TEXTAUSZUG:
****************************************

Nun kommt Regen und Gewitter. Das passt trotzdem, denn das Zelt steht auf einem guten Platz und ich sitze unterm Vordächle einer freien Hütte und kann beim Wettern zuschauen. Angekommen bin ich heute in Tana Bru. Ein Ort, nicht mehr weit von der finnischen Grenze, welche ich morgen überschreiten werde.
Während der heutigen Kilometer veränderte sich die Landschaft zusehends. Das schroffe, dunkle Gestein der Nordkapgegend wich einer eher gemäßigteren Landschaft. Die Berge wurden hügeliger, es gibt wieder Bäume, die Farben der Berge wechselten auf weiß/gelb/rötliche Töne. Es gab normale Flussläufe, nicht wie bisher von den Höhen herabstürzende Fälle.
Rentiere bevorzugen offensichtlich dieses Gebiet. Es waren einige Rudel und Einzelgänger zu sehen. Mit dem Zählen der Sichtungen höre ich nun auch auf. Ein Rudel lief vor einer Autokolonne auf der Straße daher. In den langsam hinterher rollenden PKW saßen wohl nur Touristen, niemand wagte es an dem Rudel vorbeizufahren. So ging es im Schritttempo, bis von hinten ein Einheimischer zeigte, wie man das macht. Er überholte die Kolonne und fuhr beherzt bis auf Tuchfühlung an die Rentiere heran. Nach einer kleineren Unruhe in der Truppe trollten sie sich ins Gelände.
Die Region, die Finnmark, welche ich heute durchfuhr, wird teilweise noch von Samen bewohnt, einem Urvolk des europäischen Nordens. Ursprünglich als Nomaden mit ihren Rentierherden unterwegs. Wie so oft in unserer Welt, wurden sie als Minderheit behandelt, wohl auch, weile sie von den christlichen Missionaren kaum zu fassen waren. Sie wurden als Ungläubige entsprechend behandelt. Erst in den 1960er-Jahren konnten sie sich mit der Gründung eines Reichsverbandes in die Politik Norwegens zumindest beratend einbringen. Die meisten Samen leben heute im Großraum von Oslo. In der Finnmark zeigen sie ihre alte Kultur. In kleinen Shops werden traditionell angefertigte Gegenstände, Silberschmuck, Taschenmesser und Rentierfelle, verkauft.
Das Land ist weit, es gibt eigentlich nur Straßen, ein Ort besteht aus einem halben Dutzend Häusern. Nur wenig Abwechslung beim Abspulen der Kilometer.

****************************************

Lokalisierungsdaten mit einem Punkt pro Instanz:
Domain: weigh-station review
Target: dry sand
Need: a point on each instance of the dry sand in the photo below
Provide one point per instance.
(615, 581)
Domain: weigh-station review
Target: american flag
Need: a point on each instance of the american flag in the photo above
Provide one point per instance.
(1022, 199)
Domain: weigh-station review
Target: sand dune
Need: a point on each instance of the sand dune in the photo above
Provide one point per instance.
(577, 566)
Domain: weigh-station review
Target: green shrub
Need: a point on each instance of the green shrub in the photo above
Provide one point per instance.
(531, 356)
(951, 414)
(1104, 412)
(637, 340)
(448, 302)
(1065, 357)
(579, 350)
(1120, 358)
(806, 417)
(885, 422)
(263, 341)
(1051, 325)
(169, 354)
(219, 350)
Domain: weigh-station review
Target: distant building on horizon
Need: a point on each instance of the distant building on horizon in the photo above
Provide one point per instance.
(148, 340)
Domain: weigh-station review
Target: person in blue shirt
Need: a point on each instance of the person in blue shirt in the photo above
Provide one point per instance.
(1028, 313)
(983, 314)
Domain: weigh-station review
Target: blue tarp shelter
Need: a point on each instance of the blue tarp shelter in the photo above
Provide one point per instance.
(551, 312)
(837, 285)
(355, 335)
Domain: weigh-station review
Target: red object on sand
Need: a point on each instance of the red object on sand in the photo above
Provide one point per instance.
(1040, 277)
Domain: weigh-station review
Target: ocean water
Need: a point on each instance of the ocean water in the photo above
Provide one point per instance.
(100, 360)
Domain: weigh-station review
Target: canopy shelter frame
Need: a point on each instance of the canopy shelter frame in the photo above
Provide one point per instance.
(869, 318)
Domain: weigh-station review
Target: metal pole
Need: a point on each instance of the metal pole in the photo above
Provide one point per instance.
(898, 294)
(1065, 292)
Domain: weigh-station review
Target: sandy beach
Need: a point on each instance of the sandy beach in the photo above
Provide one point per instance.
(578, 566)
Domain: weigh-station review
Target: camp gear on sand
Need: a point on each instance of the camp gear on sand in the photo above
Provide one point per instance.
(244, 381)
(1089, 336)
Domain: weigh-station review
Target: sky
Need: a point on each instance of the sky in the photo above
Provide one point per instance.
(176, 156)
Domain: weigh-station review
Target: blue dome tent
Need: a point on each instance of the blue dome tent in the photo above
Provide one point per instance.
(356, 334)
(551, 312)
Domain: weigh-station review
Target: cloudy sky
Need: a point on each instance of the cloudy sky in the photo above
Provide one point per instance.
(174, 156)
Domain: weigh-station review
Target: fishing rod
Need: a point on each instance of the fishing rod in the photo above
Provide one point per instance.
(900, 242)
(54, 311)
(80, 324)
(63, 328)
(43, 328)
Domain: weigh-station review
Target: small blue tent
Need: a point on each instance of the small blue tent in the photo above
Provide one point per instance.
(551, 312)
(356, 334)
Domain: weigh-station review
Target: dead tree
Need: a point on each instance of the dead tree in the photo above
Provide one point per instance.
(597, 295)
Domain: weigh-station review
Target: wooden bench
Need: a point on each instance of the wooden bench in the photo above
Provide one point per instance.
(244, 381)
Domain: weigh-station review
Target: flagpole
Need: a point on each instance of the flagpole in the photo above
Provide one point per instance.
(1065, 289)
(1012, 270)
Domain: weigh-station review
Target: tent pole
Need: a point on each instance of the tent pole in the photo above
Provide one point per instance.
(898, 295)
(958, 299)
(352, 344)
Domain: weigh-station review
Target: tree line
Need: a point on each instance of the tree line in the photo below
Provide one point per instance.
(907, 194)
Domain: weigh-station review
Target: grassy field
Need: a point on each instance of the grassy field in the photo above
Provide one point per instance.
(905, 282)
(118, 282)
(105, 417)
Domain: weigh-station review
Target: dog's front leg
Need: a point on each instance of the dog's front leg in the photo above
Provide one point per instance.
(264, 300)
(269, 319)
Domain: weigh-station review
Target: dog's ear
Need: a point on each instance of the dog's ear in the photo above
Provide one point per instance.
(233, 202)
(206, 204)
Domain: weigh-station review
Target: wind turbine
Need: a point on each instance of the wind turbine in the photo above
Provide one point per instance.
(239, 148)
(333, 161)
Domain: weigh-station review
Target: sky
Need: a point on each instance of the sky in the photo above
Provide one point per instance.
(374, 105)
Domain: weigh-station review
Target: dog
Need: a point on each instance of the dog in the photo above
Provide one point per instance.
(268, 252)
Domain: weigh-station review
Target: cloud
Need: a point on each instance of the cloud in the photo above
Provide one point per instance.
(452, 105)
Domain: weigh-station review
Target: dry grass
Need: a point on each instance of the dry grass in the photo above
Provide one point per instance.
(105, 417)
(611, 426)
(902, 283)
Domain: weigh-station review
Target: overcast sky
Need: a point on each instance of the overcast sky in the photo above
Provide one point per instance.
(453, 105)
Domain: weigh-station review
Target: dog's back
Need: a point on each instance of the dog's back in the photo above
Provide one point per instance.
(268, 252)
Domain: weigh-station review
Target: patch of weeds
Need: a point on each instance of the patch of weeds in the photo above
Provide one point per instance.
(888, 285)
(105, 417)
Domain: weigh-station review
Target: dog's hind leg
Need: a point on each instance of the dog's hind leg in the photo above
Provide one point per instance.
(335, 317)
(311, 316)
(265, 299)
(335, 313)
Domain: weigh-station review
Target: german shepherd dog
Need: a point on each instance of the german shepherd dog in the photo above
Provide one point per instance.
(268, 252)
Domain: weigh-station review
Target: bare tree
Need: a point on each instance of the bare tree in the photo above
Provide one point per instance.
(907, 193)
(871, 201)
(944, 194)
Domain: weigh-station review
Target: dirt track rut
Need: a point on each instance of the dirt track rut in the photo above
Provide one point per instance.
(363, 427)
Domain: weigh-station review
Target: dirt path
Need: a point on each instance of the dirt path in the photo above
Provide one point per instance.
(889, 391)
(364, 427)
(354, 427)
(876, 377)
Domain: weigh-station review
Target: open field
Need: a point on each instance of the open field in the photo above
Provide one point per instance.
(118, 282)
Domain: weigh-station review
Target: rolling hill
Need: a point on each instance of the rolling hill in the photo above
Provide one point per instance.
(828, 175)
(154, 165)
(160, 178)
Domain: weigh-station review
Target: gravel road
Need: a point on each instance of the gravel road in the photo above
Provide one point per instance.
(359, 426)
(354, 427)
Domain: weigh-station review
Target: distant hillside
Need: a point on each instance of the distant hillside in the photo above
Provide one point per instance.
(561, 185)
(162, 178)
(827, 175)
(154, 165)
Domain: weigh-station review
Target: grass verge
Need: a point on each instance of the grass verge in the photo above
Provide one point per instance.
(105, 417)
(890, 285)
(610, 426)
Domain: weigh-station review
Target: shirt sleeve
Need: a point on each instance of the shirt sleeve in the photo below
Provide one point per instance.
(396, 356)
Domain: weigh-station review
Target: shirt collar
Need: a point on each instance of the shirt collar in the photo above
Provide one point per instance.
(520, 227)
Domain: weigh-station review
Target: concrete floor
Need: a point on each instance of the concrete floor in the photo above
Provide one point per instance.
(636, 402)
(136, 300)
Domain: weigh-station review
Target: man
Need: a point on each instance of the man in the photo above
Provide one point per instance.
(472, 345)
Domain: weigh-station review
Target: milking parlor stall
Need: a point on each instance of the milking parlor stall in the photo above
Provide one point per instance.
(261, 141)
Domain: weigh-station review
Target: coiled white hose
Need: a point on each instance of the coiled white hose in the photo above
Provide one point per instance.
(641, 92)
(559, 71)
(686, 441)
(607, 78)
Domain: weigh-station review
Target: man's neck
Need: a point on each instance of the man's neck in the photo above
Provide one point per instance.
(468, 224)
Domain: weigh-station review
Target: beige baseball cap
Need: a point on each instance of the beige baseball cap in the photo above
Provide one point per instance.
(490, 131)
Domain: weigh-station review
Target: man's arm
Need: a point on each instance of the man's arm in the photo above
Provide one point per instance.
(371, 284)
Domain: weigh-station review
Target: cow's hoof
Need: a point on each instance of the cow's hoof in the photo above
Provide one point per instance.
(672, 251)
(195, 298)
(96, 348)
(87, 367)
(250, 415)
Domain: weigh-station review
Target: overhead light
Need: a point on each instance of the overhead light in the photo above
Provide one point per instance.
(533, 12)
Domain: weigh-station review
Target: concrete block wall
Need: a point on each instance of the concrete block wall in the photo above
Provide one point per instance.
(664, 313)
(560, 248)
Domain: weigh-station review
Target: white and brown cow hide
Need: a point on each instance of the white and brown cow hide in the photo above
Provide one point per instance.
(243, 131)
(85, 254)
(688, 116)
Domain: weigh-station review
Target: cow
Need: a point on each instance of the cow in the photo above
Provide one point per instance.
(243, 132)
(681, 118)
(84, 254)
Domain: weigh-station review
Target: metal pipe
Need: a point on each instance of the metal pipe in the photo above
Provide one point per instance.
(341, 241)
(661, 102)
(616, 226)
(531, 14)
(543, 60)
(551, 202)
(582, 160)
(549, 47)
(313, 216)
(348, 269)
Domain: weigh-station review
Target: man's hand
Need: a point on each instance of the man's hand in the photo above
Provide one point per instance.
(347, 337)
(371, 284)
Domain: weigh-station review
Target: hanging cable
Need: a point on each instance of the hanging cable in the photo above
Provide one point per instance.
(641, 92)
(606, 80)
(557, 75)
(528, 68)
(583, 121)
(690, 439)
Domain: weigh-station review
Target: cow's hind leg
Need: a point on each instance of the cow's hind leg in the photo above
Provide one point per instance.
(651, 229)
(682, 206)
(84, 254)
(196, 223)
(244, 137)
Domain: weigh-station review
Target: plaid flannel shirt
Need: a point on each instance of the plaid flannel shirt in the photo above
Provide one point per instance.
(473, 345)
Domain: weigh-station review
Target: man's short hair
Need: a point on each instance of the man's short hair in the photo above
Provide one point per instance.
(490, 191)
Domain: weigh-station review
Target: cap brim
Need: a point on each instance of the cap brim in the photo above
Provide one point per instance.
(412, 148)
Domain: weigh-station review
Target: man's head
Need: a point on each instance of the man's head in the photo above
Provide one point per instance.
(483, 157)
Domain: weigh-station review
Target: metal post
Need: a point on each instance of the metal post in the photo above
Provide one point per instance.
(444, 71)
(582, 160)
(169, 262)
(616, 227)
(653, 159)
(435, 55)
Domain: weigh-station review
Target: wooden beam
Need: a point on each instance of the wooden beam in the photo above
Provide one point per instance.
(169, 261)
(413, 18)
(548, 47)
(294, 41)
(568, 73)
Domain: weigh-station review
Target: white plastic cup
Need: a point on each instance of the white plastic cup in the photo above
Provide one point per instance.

****************************************

AUFGABEN:
1. Kopiere aus dem Reisebericht den Abschnitt von „Das Land ist“ bis „Abspulen der Kilometer.“ wörtlich.
2. Beantworte anhand des Reiseberichts:
(a) In welchem Ort endet die heutige Etappe?
(b) Welches Volk bewohnt die Finnmark teilweise noch?
(c) In welchem Jahrzehnt gründete dieses Volk einen Reichsverband?
3. Warum passen Regen und Gewitter laut Reisebericht trotzdem? Antworte in ein bis drei Sätzen.

LÖSUNGEN:
1.
Das Land ist weit, es gibt eigentlich nur Straßen, ein Ort besteht aus einem halben Dutzend Häusern. Nur wenig Abwechslung beim Abspulen der Kilometer.

2.
(a) In Tana Bru.
(b) Die Samen.
(c) In den 1960er-Jahren.

3. Das Zelt steht auf einem guten Platz. Außerdem sitzt die erzählende Person unter dem Vordach einer freien Hütte und kann dem Wetter zuschauen.